> **Records for the exercise**
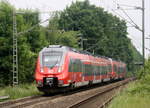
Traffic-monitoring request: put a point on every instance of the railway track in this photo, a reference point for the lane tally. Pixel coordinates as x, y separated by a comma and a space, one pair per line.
100, 99
78, 98
27, 101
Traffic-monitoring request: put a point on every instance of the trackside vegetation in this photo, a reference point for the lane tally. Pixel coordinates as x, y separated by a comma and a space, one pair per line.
23, 90
137, 94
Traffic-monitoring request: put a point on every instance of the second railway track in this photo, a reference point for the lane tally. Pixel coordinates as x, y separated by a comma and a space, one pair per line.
96, 97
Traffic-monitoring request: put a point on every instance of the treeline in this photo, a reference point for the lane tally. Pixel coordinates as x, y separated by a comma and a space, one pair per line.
101, 33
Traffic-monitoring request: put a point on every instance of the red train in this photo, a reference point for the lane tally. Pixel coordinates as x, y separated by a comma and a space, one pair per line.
60, 67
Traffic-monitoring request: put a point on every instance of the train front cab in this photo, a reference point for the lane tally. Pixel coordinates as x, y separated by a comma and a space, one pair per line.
51, 69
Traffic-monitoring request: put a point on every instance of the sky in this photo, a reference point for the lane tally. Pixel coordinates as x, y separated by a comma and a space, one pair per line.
135, 35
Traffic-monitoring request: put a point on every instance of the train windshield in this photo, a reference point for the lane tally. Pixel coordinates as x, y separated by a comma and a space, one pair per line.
51, 59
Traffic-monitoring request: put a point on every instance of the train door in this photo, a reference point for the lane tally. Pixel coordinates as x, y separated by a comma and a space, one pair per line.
72, 70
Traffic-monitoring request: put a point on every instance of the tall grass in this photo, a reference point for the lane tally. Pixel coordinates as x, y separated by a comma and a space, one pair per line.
137, 95
20, 91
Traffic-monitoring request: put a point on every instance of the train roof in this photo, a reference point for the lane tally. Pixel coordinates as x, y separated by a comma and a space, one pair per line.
80, 51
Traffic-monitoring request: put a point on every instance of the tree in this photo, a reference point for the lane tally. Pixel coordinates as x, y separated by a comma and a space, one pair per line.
106, 34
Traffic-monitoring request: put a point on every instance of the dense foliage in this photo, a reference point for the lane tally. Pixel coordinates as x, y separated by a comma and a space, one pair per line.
106, 34
102, 33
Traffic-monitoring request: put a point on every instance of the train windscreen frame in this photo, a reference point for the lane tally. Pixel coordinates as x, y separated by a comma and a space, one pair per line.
51, 58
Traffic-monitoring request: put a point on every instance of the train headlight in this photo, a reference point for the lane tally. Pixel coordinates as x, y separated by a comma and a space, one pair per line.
59, 69
39, 83
42, 70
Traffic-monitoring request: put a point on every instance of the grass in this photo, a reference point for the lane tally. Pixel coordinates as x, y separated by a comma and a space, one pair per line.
20, 91
137, 95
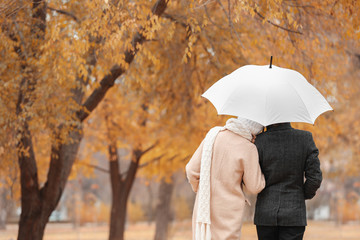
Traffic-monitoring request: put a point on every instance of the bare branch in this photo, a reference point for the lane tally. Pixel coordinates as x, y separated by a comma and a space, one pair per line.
101, 169
149, 148
64, 13
276, 25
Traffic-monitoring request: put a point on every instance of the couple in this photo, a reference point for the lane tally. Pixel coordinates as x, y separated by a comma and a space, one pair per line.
227, 161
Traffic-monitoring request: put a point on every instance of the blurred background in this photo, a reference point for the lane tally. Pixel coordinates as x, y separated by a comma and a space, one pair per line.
100, 109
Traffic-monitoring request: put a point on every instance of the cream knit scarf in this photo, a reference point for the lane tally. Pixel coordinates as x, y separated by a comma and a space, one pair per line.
238, 126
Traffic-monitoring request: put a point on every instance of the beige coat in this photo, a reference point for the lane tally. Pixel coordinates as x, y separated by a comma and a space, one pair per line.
234, 161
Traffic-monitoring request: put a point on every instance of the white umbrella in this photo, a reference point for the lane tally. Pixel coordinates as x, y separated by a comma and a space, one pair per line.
267, 95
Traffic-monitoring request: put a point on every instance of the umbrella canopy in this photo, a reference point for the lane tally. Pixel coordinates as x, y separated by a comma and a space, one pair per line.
267, 95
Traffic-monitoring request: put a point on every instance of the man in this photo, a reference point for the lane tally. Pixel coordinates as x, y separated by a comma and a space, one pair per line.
286, 155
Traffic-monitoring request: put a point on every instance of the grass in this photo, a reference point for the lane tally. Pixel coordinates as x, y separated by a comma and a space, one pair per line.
181, 231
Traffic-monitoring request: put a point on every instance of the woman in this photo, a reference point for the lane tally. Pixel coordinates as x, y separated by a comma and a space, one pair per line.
228, 159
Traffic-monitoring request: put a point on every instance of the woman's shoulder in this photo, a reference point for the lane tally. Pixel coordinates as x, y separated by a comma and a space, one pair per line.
231, 139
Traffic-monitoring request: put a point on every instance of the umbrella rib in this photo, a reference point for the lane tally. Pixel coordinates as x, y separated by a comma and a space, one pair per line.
307, 111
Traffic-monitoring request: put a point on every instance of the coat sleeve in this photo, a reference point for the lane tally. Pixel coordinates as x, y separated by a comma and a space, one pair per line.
312, 170
253, 178
193, 168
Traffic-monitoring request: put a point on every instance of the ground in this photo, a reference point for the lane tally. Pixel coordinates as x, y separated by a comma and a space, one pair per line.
182, 231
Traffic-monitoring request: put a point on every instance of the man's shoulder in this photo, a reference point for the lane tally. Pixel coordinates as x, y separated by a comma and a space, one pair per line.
293, 131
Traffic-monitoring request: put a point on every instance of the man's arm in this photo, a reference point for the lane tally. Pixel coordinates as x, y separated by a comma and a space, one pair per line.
313, 173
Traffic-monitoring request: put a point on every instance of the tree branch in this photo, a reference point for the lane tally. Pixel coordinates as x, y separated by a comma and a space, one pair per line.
101, 169
64, 13
149, 148
278, 26
108, 81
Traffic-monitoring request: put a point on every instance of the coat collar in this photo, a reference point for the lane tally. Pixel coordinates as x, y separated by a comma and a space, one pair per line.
278, 126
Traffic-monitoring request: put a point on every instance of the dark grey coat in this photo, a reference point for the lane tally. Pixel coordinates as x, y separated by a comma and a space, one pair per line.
286, 155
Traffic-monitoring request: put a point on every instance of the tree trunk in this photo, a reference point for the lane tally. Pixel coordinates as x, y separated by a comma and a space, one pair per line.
37, 204
121, 188
3, 208
163, 210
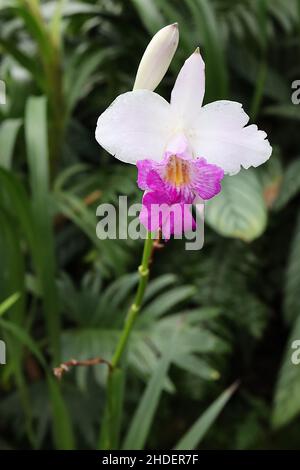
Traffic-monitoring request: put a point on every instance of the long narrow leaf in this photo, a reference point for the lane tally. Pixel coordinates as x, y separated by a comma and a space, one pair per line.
195, 435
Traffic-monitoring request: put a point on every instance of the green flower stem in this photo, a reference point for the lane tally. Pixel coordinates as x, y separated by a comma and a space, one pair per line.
135, 307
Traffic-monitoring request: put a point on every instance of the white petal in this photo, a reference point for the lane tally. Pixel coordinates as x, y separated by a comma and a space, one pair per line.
219, 135
137, 125
188, 92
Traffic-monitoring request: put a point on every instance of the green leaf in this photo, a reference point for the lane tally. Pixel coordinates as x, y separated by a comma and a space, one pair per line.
204, 16
290, 185
24, 338
196, 433
239, 210
284, 111
37, 154
79, 72
27, 62
287, 392
144, 414
62, 427
110, 428
165, 302
292, 278
8, 135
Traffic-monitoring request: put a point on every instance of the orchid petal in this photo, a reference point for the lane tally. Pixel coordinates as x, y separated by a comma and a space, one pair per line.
188, 92
219, 135
137, 125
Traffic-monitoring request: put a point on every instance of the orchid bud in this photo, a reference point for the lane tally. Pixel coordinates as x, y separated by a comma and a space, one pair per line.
157, 58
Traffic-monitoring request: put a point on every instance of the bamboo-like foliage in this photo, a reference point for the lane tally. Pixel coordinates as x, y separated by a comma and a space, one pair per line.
228, 311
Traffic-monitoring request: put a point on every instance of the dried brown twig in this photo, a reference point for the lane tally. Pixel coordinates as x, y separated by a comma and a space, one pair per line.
65, 366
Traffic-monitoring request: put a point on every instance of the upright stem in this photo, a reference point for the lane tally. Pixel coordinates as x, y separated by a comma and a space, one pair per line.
136, 305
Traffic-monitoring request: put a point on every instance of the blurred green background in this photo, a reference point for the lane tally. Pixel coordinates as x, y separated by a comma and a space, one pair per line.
64, 293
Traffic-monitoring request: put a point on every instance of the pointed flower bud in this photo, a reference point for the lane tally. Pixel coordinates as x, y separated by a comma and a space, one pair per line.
157, 58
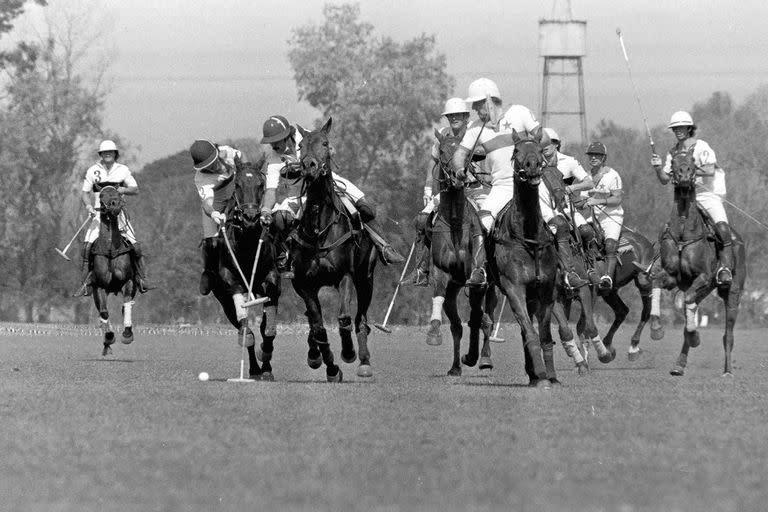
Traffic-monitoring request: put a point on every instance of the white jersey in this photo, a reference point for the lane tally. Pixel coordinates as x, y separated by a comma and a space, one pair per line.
97, 173
570, 168
703, 155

> **Direction**
Put the records from the line containing "of the dried" through the end of the records, both ends included, into a two-column CSV with the columns request and points. Give one row for each request, with its text and its answer each in one quoted field, turn line breaks into spaces, and leave the pictures out.

> **Reply to the task**
request,points
"Traffic-monitoring request: put a point on every instance of the dried brown twig in this photo, a reference point for the lane tally. Pixel coordinates as x, y separated by a comma and a space, one pair per line.","65, 366"
"Traffic-monitoring request: put a point on every instance of the upright stem in this photo, a reference point for the lane tally. Pixel coordinates as x, y separated by a comma and a space, one pair per line.","136, 305"
"Traffic-monitoring request: put a point on every instance of the blurred green background in this photo, a reference point for the lane tally. Pixel coordinates as x, y separated by a comma and a space, one pair per line.","64, 293"
"Traffic-monitoring request: put a point on every instance of the pointed flower bud in this photo, a reference point for the lane tally. Pixel coordinates as x, y separated by a comma and a space, one pair per line.","157, 58"
"Traffic-monitoring request: put a point on every instance of the white jersey in this photo, a reference point for the lane tally. Pixel coordinates as x, y separated by a comma and a space, one pair per line.","97, 173 570, 168 703, 155"